__Brano da leggere__
• • • • • • •
Che cosa sbagliamo riguardo a Israele e Gaza

A proposito del massacro bilaterale in Medio Oriente che sta scatenando veleni destinati a peggiorare l’odio in tutto il mondo, permettetemi di indicare quelli che considero i tre miti che infiammano il dibattito:
Il primo mito è che nel conflitto in Medio Oriente ci sia il giusto da una parte e il torto dall’altra (anche se le persone non sono d’accordo su quale sia l’uno e l’altro).
La vita non è così chiara. La tragedia del Medio Oriente è che si tratta di uno scontro tra diritto e diritto. Ciò non giustifica il massacro e la ferocia di Hamas o lo spianamento di interi quartieri di Gaza da parte di Israele, ma alla base del conflitto ci sono alcune aspirazioni legittime che meritano di essere soddisfatte.
Gli israeliani meritano il loro Paese, forgiato dai rifugiati venuti dall’ombra dell’Olocausto e capaci di costruire un’economia ad alta tecnologia che dà ampio potere alle donne e rispetta le persone gay, dando ai propri cittadini palestinesi più diritti di quelli che la maggior parte delle nazioni arabe danno ai loro cittadini. I tribunali israeliani, la libertà dei media e la società civile sono modelli per la regione. Eppure [nel valutare Israele] c’è una sorta di doppio standard: i critici si avventano sugli abusi israeliani mentre spesso ignorano le brutalità prolungate contro i musulmani dallo Yemen alla Siria, dal Sahara occidentale allo Xinjiang.
Allo stesso modo, i palestinesi meritano un paese, meritano libertà e dignità – e non dovrebbero essere soggetti a pene collettive. Abbiamo raggiunto un tremendo traguardo: in sole cinque settimane di guerra, la metà dell’1% della popolazione di Gaza è stata uccisa. Per dirla in prospettiva, si tratta di una cifra superiore alla percentuale della popolazione americana uccisa durante tutta la seconda guerra mondiale, nel corso di quattro anni.
• • • • • • •
Voci di annotazione con coordinate

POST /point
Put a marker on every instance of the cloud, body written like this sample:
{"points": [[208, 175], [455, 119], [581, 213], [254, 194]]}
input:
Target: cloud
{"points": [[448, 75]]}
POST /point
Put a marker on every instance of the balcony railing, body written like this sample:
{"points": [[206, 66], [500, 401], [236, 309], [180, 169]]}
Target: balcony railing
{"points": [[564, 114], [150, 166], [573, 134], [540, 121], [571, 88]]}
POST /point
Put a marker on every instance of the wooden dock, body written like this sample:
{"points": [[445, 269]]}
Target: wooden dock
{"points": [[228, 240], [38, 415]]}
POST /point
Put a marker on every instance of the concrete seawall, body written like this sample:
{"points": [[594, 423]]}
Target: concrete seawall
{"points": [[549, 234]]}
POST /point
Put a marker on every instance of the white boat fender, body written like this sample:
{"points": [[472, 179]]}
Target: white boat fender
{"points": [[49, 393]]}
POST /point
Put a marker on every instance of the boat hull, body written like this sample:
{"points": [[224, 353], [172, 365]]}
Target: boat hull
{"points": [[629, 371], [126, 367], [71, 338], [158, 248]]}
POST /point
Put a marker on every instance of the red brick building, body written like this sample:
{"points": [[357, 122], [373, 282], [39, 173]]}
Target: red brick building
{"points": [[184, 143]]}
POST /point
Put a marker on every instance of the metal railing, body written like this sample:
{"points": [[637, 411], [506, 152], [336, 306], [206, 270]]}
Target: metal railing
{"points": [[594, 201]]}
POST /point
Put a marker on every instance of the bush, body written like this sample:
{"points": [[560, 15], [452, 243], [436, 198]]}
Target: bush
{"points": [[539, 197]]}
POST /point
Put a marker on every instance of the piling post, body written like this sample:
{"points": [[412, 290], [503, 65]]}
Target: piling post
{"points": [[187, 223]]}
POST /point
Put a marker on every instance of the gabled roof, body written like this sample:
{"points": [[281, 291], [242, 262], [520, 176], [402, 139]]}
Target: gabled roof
• • • • • • •
__Compito richiesto 1__
Rispondi a queste domande sul brano su Israele e Gaza:
(a) Quanti miti vengono indicati nel brano?
(b) Secondo il brano, da chi è stato forgiato il Paese degli israeliani?
(c) In quante settimane di guerra è stata uccisa la metà dell'1% della popolazione di Gaza?
__Compito richiesto 2__
Copia dal brano su Israele e Gaza il passo che comincia con "Che cosa sbagliamo" e va avanti fino a "l’uno e l’altro).".
__Compito richiesto 3__
Porta avanti il brano su Israele e Gaza partendo dopo la sua ultima frase.
Le voci arrivano da un'altra fonte.

__Risposta scritta 1__
(a) Tre.
(b) Dai rifugiati venuti dall'ombra dell'Olocausto.
(c) In cinque settimane.

__Risposta scritta 2__
Che cosa sbagliamo riguardo a Israele e Gaza

A proposito del massacro bilaterale in Medio Oriente che sta scatenando veleni destinati a peggiorare l’odio in tutto il mondo, permettetemi di indicare quelli che considero i tre miti che infiammano il dibattito:
Il primo mito è che nel conflitto in Medio Oriente ci sia il giusto da una parte e il torto dall’altra (anche se le persone non sono d’accordo su quale sia l’uno e l’altro).

__Risposta scritta 3__
La grande maggioranza delle persone uccise sono donne e bambini, secondo il Ministero della Sanità di Gaza, controllato da Hamas. Un indicatore della ferocia e della natura indiscriminata di alcuni attacchi aerei è che sono stati uccisi più di 100 membri dello staff delle Nazioni Unite, cosa che secondo le Nazioni Unite è più di quanto avvenuto in qualsiasi conflitto sin dalla sua fondazione. Forse è perché, come ha affermato un portavoce militare israeliano all’inizio del conflitto, “l’enfasi è sui danni e non sulla precisione”.
“Siamo persone normali, che cercano di vivere”, mi ha detto al telefono un ingegnere di Gaza. Egli disprezza Hamas e vorrebbe vederlo rimosso dal potere, ma dice che i combattenti di Hamas sono al sicuro nei tunnel mentre lui e i suoi figli sono quelli più a rischio: “Siamo noi civili a pagarne il prezzo”.
Qualunque sia la vostra posizione, ricordate che l’altra include esseri umani disperati che sperano semplicemente che i loro figli possano vivere liberamente e prosperare nella propria nazione.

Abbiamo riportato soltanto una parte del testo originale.